■ Records from a data collection

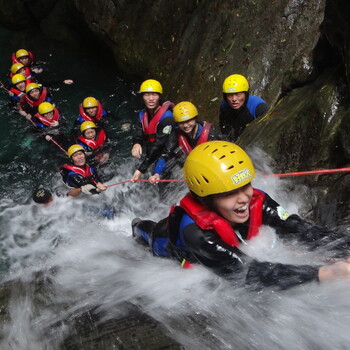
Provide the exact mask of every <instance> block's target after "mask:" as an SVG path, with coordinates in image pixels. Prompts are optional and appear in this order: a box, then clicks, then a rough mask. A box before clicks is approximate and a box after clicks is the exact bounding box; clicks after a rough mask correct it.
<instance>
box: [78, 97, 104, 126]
mask: <svg viewBox="0 0 350 350" xmlns="http://www.w3.org/2000/svg"><path fill="white" fill-rule="evenodd" d="M97 103H98V104H97V113H96V115H95V116H94V117H93V118H92V117H90V116H89V115H88V114H87V113H86V112H85V110H84V107H83V105H82V104H80V105H79V114H80V115H81V117H82V118H83V119H84V120H85V121H86V122H99V121H100V120H101V118H102V116H103V108H102V105H101V103H100V101H98V102H97Z"/></svg>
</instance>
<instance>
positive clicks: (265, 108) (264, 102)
mask: <svg viewBox="0 0 350 350" xmlns="http://www.w3.org/2000/svg"><path fill="white" fill-rule="evenodd" d="M268 110H269V106H268V105H267V103H265V102H263V103H260V104H259V105H257V107H256V109H255V117H256V118H259V117H262V116H263V115H265V114H266V113H267V111H268Z"/></svg>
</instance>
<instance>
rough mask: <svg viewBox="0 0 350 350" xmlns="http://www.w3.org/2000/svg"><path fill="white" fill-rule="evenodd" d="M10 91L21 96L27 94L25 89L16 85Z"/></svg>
mask: <svg viewBox="0 0 350 350" xmlns="http://www.w3.org/2000/svg"><path fill="white" fill-rule="evenodd" d="M10 91H11V92H13V93H14V94H15V95H16V96H18V97H19V98H21V97H23V96H24V95H25V94H26V93H25V91H21V90H18V89H16V88H15V87H14V86H13V87H12V88H11V89H10Z"/></svg>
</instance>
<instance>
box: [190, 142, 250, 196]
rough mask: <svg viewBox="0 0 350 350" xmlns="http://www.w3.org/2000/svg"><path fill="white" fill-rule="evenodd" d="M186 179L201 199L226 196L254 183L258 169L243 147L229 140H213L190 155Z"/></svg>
mask: <svg viewBox="0 0 350 350" xmlns="http://www.w3.org/2000/svg"><path fill="white" fill-rule="evenodd" d="M184 176H185V179H186V182H187V186H188V188H189V189H190V191H192V192H194V193H195V194H196V195H198V196H200V197H205V196H209V195H211V194H218V193H225V192H229V191H232V190H235V189H237V188H240V187H243V186H245V185H247V184H248V183H250V182H251V181H252V180H253V178H254V176H255V170H254V166H253V163H252V161H251V160H250V158H249V156H248V155H247V153H245V152H244V151H243V149H242V148H240V147H239V146H237V145H236V144H234V143H231V142H227V141H209V142H204V143H201V144H200V145H198V146H197V147H195V148H194V149H193V151H191V152H190V154H189V155H188V157H187V159H186V161H185V165H184Z"/></svg>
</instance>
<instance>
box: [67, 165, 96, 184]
mask: <svg viewBox="0 0 350 350" xmlns="http://www.w3.org/2000/svg"><path fill="white" fill-rule="evenodd" d="M61 169H67V170H70V171H73V172H74V173H77V174H80V175H81V176H82V177H83V178H84V179H86V180H89V181H91V182H92V183H93V184H96V181H95V180H94V179H93V176H94V174H93V173H92V171H91V168H90V166H89V165H88V164H85V165H84V166H82V167H81V166H76V165H72V164H63V165H62V166H61Z"/></svg>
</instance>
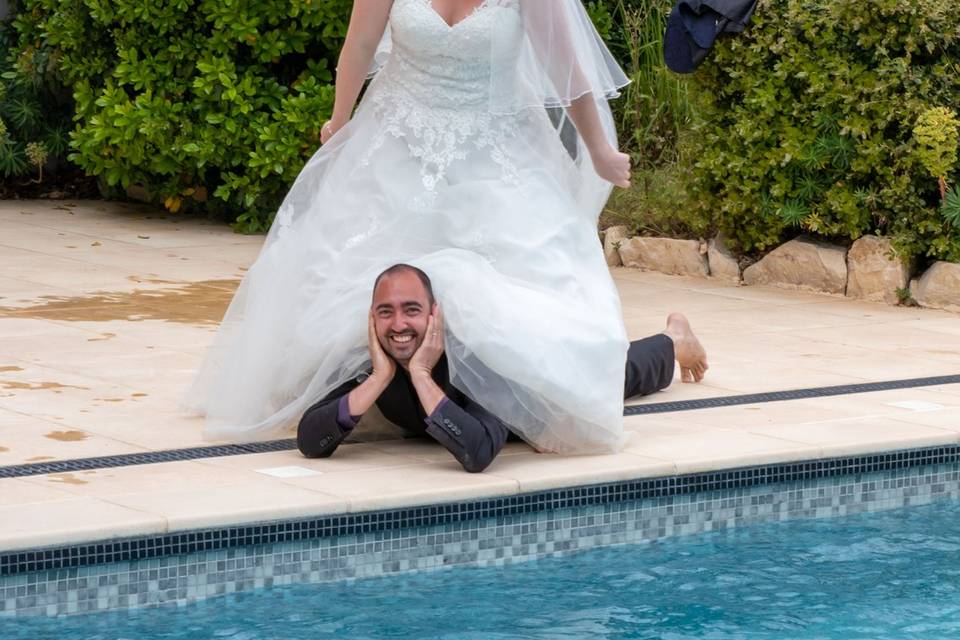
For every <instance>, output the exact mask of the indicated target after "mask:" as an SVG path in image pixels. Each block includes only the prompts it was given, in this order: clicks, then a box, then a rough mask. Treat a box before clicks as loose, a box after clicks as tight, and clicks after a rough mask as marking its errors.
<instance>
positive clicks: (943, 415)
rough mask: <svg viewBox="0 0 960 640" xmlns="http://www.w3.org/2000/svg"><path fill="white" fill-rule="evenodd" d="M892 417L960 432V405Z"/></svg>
mask: <svg viewBox="0 0 960 640" xmlns="http://www.w3.org/2000/svg"><path fill="white" fill-rule="evenodd" d="M890 419H891V420H898V421H901V422H904V423H907V424H911V425H914V424H918V425H923V426H928V427H936V428H937V429H946V430H948V431H953V432H955V433H960V407H944V408H942V409H936V410H932V411H914V412H911V413H909V414H900V415H898V416H891V417H890Z"/></svg>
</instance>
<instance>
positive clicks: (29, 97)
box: [0, 20, 73, 181]
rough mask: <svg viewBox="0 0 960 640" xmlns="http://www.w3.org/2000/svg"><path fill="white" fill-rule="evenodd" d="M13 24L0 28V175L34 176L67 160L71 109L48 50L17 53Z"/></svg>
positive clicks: (9, 22) (41, 173) (53, 169)
mask: <svg viewBox="0 0 960 640" xmlns="http://www.w3.org/2000/svg"><path fill="white" fill-rule="evenodd" d="M15 37H16V34H15V33H14V32H13V29H12V28H11V21H10V20H8V21H6V22H0V52H3V54H0V55H3V57H0V175H2V176H4V177H6V178H11V177H16V176H28V175H29V176H36V177H35V178H34V180H36V181H41V180H42V179H43V170H44V168H47V169H48V170H56V168H57V167H58V166H59V165H60V164H61V163H62V162H63V160H65V158H66V153H67V145H68V143H69V133H68V132H69V130H70V118H71V115H72V113H73V104H72V100H71V98H70V93H69V91H66V90H65V89H64V87H63V85H62V84H61V83H60V81H59V78H58V77H57V75H56V73H55V69H54V65H53V61H52V59H51V57H50V54H51V51H50V49H49V48H44V47H34V46H30V47H26V48H25V49H23V50H15V48H14V47H13V42H14V40H15Z"/></svg>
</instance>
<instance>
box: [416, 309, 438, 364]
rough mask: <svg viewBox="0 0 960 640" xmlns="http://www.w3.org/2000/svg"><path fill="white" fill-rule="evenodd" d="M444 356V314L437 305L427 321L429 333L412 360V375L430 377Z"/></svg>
mask: <svg viewBox="0 0 960 640" xmlns="http://www.w3.org/2000/svg"><path fill="white" fill-rule="evenodd" d="M442 355H443V312H442V311H440V307H439V306H437V305H436V304H434V305H433V313H431V314H430V319H429V320H428V321H427V332H426V335H425V336H424V337H423V342H422V343H421V344H420V348H419V349H417V352H416V353H415V354H413V357H412V358H411V359H410V375H411V376H415V375H418V374H420V375H426V376H427V377H430V376H431V374H432V372H433V368H434V367H435V366H436V365H437V362H439V361H440V356H442Z"/></svg>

■ Exercise directions
Write the entries out again exactly as they appear, with the pictures omitted.

■ Answer to this exercise
Provide the exact mask of every <instance> block's target after "mask:" as an SVG path, with coordinates in image pixels. Prompts are optional and appear in this order: a box, then clicks, then a rough mask. A box before clicks is approximate and a box after clicks is the exact bounding box; clicks after a rough mask correct it.
<instance>
box: [78, 97, 104, 126]
mask: <svg viewBox="0 0 350 350" xmlns="http://www.w3.org/2000/svg"><path fill="white" fill-rule="evenodd" d="M97 103H98V104H97V113H96V115H95V116H94V117H93V118H92V117H90V116H89V115H88V114H87V113H86V112H85V110H84V107H83V105H82V104H80V105H79V114H80V115H81V117H82V118H83V119H84V120H85V121H86V122H99V121H100V120H101V118H102V116H103V108H102V105H101V103H100V101H98V102H97Z"/></svg>
</instance>
<instance>
positive clicks: (265, 108) (264, 102)
mask: <svg viewBox="0 0 350 350" xmlns="http://www.w3.org/2000/svg"><path fill="white" fill-rule="evenodd" d="M268 110H269V106H268V105H267V103H265V102H263V103H260V104H259V105H257V107H256V109H255V117H256V118H259V117H262V116H263V115H265V114H266V113H267V111H268Z"/></svg>
</instance>
<instance>
rough mask: <svg viewBox="0 0 350 350" xmlns="http://www.w3.org/2000/svg"><path fill="white" fill-rule="evenodd" d="M10 91L21 96L27 94L25 89L16 85Z"/></svg>
mask: <svg viewBox="0 0 350 350" xmlns="http://www.w3.org/2000/svg"><path fill="white" fill-rule="evenodd" d="M10 91H11V92H13V93H14V94H15V95H16V96H18V97H19V98H21V97H23V96H24V95H25V94H26V93H25V91H21V90H18V89H16V88H15V87H14V86H13V87H12V88H11V89H10Z"/></svg>
</instance>
<instance>
box: [190, 142, 250, 196]
rough mask: <svg viewBox="0 0 350 350" xmlns="http://www.w3.org/2000/svg"><path fill="white" fill-rule="evenodd" d="M186 179L201 199L226 196L254 183L258 169L243 147L229 140H213L190 155Z"/></svg>
mask: <svg viewBox="0 0 350 350" xmlns="http://www.w3.org/2000/svg"><path fill="white" fill-rule="evenodd" d="M184 176H185V179H186V182H187V186H188V188H189V189H190V191H192V192H194V193H195V194H196V195H198V196H200V197H205V196H209V195H211V194H218V193H225V192H229V191H232V190H235V189H237V188H240V187H243V186H245V185H247V184H248V183H250V182H251V181H252V180H253V178H254V176H255V170H254V166H253V163H252V161H251V160H250V158H249V156H248V155H247V153H245V152H244V151H243V149H242V148H240V147H239V146H237V145H236V144H234V143H231V142H227V141H209V142H204V143H201V144H200V145H198V146H197V147H195V148H194V149H193V151H191V152H190V154H189V155H188V157H187V159H186V161H185V165H184Z"/></svg>
</instance>
<instance>
box: [67, 165, 96, 184]
mask: <svg viewBox="0 0 350 350" xmlns="http://www.w3.org/2000/svg"><path fill="white" fill-rule="evenodd" d="M61 169H67V170H70V171H73V172H74V173H77V174H80V175H81V176H82V177H83V178H84V179H86V180H89V181H91V182H92V183H93V184H96V181H95V180H94V179H93V176H94V174H93V173H92V171H91V168H90V166H89V165H88V164H85V165H84V166H82V167H81V166H76V165H72V164H63V165H62V166H61Z"/></svg>
</instance>
For every <instance>, output the exact mask of the indicated target after "mask:" as an SVG path in image pixels. Each block includes only the prompts it was given, in this order: clicks, then a box, then a rough mask. Treat a box before clicks as loose, a box after clicks as tight, and clicks after a rough mask as marking its errors.
<instance>
positive clicks: (943, 415)
rough mask: <svg viewBox="0 0 960 640" xmlns="http://www.w3.org/2000/svg"><path fill="white" fill-rule="evenodd" d="M892 417L960 432V405Z"/></svg>
mask: <svg viewBox="0 0 960 640" xmlns="http://www.w3.org/2000/svg"><path fill="white" fill-rule="evenodd" d="M890 419H891V420H898V421H901V422H904V423H907V424H911V425H914V424H918V425H923V426H928V427H936V428H937V429H946V430H948V431H953V432H955V433H960V407H944V408H942V409H936V410H932V411H914V412H911V413H909V414H900V415H898V416H891V417H890Z"/></svg>
</instance>
<instance>
positive clicks: (29, 97)
box: [0, 20, 73, 181]
rough mask: <svg viewBox="0 0 960 640" xmlns="http://www.w3.org/2000/svg"><path fill="white" fill-rule="evenodd" d="M13 24L0 28V175L34 176L67 160L71 109L48 50L17 53Z"/></svg>
positive clicks: (9, 22) (41, 173) (53, 169)
mask: <svg viewBox="0 0 960 640" xmlns="http://www.w3.org/2000/svg"><path fill="white" fill-rule="evenodd" d="M15 37H16V34H15V33H14V32H13V29H12V28H11V21H10V20H8V21H6V22H0V52H3V54H0V55H3V57H0V175H2V176H4V177H6V178H11V177H16V176H28V175H29V176H36V177H35V178H34V180H36V181H41V180H42V179H43V170H44V168H47V169H48V170H56V168H57V167H58V166H59V165H60V164H61V163H62V162H63V160H65V158H66V153H67V145H68V143H69V133H68V132H69V130H70V118H71V115H72V113H73V104H72V100H71V98H70V93H69V91H66V90H65V89H64V87H63V85H62V84H61V83H60V81H59V78H58V77H57V75H56V73H55V69H54V65H53V61H52V59H51V57H50V54H51V51H50V49H49V48H44V47H34V46H30V47H26V48H25V49H23V50H15V48H14V47H13V42H14V40H15Z"/></svg>
</instance>
<instance>
box: [416, 309, 438, 364]
rough mask: <svg viewBox="0 0 960 640" xmlns="http://www.w3.org/2000/svg"><path fill="white" fill-rule="evenodd" d="M444 356V314L437 305L427 321L429 333L412 360V375L430 377Z"/></svg>
mask: <svg viewBox="0 0 960 640" xmlns="http://www.w3.org/2000/svg"><path fill="white" fill-rule="evenodd" d="M442 355H443V312H442V311H440V307H439V306H437V305H436V304H434V305H433V313H431V314H430V319H429V320H428V321H427V332H426V335H425V336H424V337H423V342H422V343H421V344H420V348H419V349H417V352H416V353H415V354H413V357H412V358H411V359H410V375H411V376H415V375H418V374H420V375H426V376H427V377H430V376H431V374H432V372H433V368H434V367H435V366H436V365H437V362H439V361H440V356H442Z"/></svg>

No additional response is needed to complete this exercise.